─── EXTRACTED MATERIAL
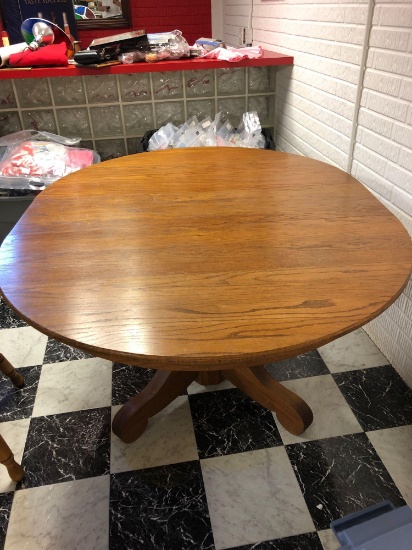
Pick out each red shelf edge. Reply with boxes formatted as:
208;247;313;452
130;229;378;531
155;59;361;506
0;50;293;79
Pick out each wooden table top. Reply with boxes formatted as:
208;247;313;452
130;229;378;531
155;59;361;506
1;148;411;370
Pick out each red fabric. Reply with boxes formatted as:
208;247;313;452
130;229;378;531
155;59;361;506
9;42;68;67
66;148;95;170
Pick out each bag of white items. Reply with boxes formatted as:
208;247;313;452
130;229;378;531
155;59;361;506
0;130;100;190
147;111;267;150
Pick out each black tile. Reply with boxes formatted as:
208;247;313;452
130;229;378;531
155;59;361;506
19;407;111;489
232;532;323;549
0;365;41;422
112;363;156;405
286;433;406;531
265;351;329;382
110;461;214;550
0;492;14;549
112;363;187;405
0;298;27;329
333;365;412;431
43;338;94;364
189;388;282;459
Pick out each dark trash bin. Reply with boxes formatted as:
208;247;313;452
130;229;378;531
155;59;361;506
136;127;276;153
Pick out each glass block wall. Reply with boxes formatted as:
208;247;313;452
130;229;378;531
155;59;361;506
0;66;276;161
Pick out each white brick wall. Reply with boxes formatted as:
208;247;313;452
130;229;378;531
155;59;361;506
221;0;412;385
358;0;412;385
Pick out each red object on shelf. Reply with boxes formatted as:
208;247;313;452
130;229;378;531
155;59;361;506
0;50;293;79
8;42;69;68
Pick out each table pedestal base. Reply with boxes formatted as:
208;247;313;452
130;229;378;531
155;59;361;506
112;366;313;443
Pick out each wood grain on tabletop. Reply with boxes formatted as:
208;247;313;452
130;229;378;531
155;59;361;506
0;148;411;370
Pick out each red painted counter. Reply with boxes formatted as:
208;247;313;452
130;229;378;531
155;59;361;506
0;50;293;79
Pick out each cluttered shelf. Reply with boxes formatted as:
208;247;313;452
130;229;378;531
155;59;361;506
0;50;293;80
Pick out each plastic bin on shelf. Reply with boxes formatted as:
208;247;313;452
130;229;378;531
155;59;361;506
331;500;412;550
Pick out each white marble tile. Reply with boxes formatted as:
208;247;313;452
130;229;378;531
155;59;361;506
0;326;48;368
318;529;340;550
110;395;198;473
187;379;235;394
367;425;412;506
318;328;389;373
32;357;112;417
5;476;110;550
201;447;315;549
0;418;30;494
273;375;363;445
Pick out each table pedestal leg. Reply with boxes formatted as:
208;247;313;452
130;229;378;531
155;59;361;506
222;366;313;435
112;370;197;443
196;371;225;385
113;365;313;443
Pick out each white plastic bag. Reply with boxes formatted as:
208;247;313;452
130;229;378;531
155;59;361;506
0;130;81;148
145;111;267;151
170;116;198;148
0;131;100;190
148;123;179;151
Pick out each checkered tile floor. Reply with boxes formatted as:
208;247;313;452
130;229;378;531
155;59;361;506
1;297;412;550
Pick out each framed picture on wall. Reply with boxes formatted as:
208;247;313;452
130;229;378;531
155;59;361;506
0;0;78;45
74;0;131;29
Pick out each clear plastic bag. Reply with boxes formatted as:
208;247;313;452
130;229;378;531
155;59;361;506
216;118;235;146
0;130;81;148
173;117;212;148
147;123;179;151
146;111;267;151
234;111;265;148
118;50;146;65
0;132;100;190
170;116;198;148
195;117;213;146
119;30;190;65
204;112;223;147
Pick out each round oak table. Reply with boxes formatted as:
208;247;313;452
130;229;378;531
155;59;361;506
1;148;411;443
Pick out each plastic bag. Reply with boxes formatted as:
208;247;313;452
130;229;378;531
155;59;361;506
199;45;263;62
232;112;265;149
0;132;100;190
216;118;235;146
203;112;223;147
118;49;146;65
0;130;81;148
170;116;198;148
146;111;267;151
119;30;190;64
172;117;210;148
147;123;179;151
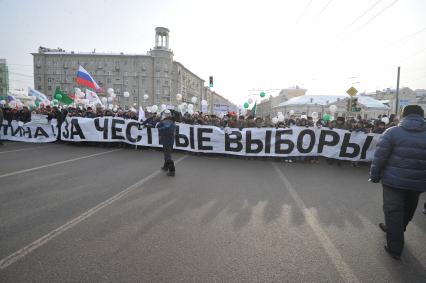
──────
EXERCISE REQUIREMENTS: Word-for-word copy, no pictures: write out the entries above in full.

REPLY TO THE EXERCISE:
Pick out each red shelf edge. Reply with boxes formatted as:
208;247;313;452
130;229;378;531
155;59;361;506
0;50;293;79
Pick out each wooden table top. Reply with boxes formatted as:
208;247;313;452
130;229;378;531
155;59;361;506
1;148;411;370
Pick out each red fabric. Reply with boxes formatted as:
208;247;313;452
130;229;378;531
155;59;361;506
9;42;68;67
66;148;95;170
Pick out each bag of white items. Reply with boxes formatted as:
208;247;313;452
130;229;378;531
155;59;361;506
0;130;100;190
147;111;267;150
Pick out each black tile. Reply with boxes formatted as:
208;247;313;452
130;229;378;531
155;59;361;506
19;407;111;489
232;532;323;549
0;365;41;422
112;363;156;405
286;433;406;531
265;351;329;382
110;461;214;550
0;492;14;549
112;363;187;405
0;298;27;329
333;365;412;431
43;338;94;364
189;388;282;459
Pick out each dark trash bin. Reply with boxes formatted as:
208;247;313;452
130;229;378;531
155;59;361;506
136;127;276;153
Pick out each glass block wall. Reply with boxes formatted as:
208;247;313;452
130;229;378;531
155;59;361;506
0;66;276;161
Pick out each white brick wall. Reply with boxes formatted as:
208;247;313;452
130;229;378;531
155;59;361;506
221;0;412;385
358;0;412;385
Pick out each red object on shelf. Reply with boxes formatted as:
208;247;313;452
130;229;378;531
155;59;361;506
0;50;293;79
8;42;69;68
Pick out each table pedestal base. Reply with boxes formatted as:
208;247;313;452
130;229;378;531
155;59;361;506
112;366;313;443
Pick out each wood grain on tabletop. Reply with boxes formatted as:
208;247;313;452
130;229;378;531
155;59;361;506
0;148;411;370
Pick out each red painted counter. Reply with boxes formatted as:
208;247;313;452
130;229;378;531
155;59;361;506
0;50;293;79
Pick out each cluttered shelf. Reply with boxes formatted as:
208;247;313;452
130;229;378;531
155;59;361;506
0;50;293;80
Pick out each plastic bin on shelf. Reply with boxes formatted as:
208;247;313;452
130;229;378;531
155;59;361;506
331;500;412;550
Pick out each white marble tile. Reply with boxes formatted as:
208;247;313;452
130;229;378;531
155;59;361;506
0;326;48;368
318;529;340;550
110;395;198;473
187;379;235;394
367;425;412;506
318;328;389;373
32;357;112;417
5;476;110;550
201;447;315;549
0;418;30;494
273;375;363;445
Pick out each table pedestal leg. Reply with boxes formatted as:
208;247;313;452
130;229;378;531
155;59;361;506
222;366;313;435
112;370;197;443
196;371;225;385
113;365;313;443
Pick out each white plastic bag. Reply with boxes formatted as:
208;247;313;452
130;229;378;531
155;59;361;506
0;130;81;148
145;111;267;151
170;116;198;148
0;131;100;190
148;123;179;151
Pick out each checkered tile floor. Reply with boxes formatted as:
208;247;313;452
130;229;378;531
155;59;361;506
1;297;412;550
Pick out each framed picture on wall. Reply with boxes formatted as:
208;247;313;452
130;229;378;531
155;59;361;506
0;0;78;45
74;0;131;29
Pick out each clear plastic bag. Reply with boxes formatted as:
208;247;313;452
130;229;378;531
155;59;361;506
216;118;235;146
0;130;81;148
173;117;212;148
147;123;179;151
146;111;267;151
234;111;265;148
118;50;146;65
0;132;100;190
170;116;198;148
195;117;213;146
119;30;190;65
204;112;223;147
Pick out each round oak table. Reply with boxes formatted as:
208;247;313;452
130;229;378;531
155;59;361;506
1;148;411;443
Pick out each plastic bag. Reply with boxes formatted as:
208;247;313;452
130;229;378;531
155;59;361;506
199;45;263;62
232;112;265;149
0;132;100;190
216;118;235;146
203;112;223;147
118;49;146;65
0;130;81;148
170;116;198;148
146;111;267;151
119;30;190;64
172;117;210;148
147;123;179;151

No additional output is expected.